• **Seu objetivo**:
Atualize os registros abaixo e reescreva todas as linhas trocando "white" por "black", sem alterar mais nada.

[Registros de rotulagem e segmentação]
• • • • • • •

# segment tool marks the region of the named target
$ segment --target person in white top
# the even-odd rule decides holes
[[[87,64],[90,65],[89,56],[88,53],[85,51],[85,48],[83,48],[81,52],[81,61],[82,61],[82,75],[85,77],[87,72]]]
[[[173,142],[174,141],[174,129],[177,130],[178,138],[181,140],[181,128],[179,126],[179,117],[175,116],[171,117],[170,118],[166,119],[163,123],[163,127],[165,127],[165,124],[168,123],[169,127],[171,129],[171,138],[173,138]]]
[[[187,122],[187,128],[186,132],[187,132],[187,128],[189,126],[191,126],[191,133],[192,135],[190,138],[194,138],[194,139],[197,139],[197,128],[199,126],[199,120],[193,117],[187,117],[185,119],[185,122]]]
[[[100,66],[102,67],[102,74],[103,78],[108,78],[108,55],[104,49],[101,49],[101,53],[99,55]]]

• • • • • • •

• **Resposta esperada**:
# segment tool marks the region of the named target
$ segment --target person in black top
# the even-odd rule decides holes
[[[87,64],[90,65],[89,56],[88,53],[85,51],[85,48],[83,48],[81,52],[81,61],[82,61],[82,75],[85,77],[87,72]]]
[[[173,142],[174,141],[174,129],[177,130],[178,138],[181,140],[181,128],[179,126],[179,117],[175,116],[171,117],[170,118],[166,119],[163,123],[163,127],[165,127],[165,124],[168,123],[169,127],[171,129],[171,138],[173,138]]]
[[[187,122],[187,128],[186,132],[187,132],[187,128],[189,126],[191,126],[191,133],[192,135],[190,138],[194,138],[194,139],[197,139],[197,128],[199,126],[199,120],[193,117],[187,117],[185,119],[185,122]]]
[[[100,66],[102,67],[102,74],[103,78],[108,78],[108,55],[104,49],[101,49],[101,53],[99,55]]]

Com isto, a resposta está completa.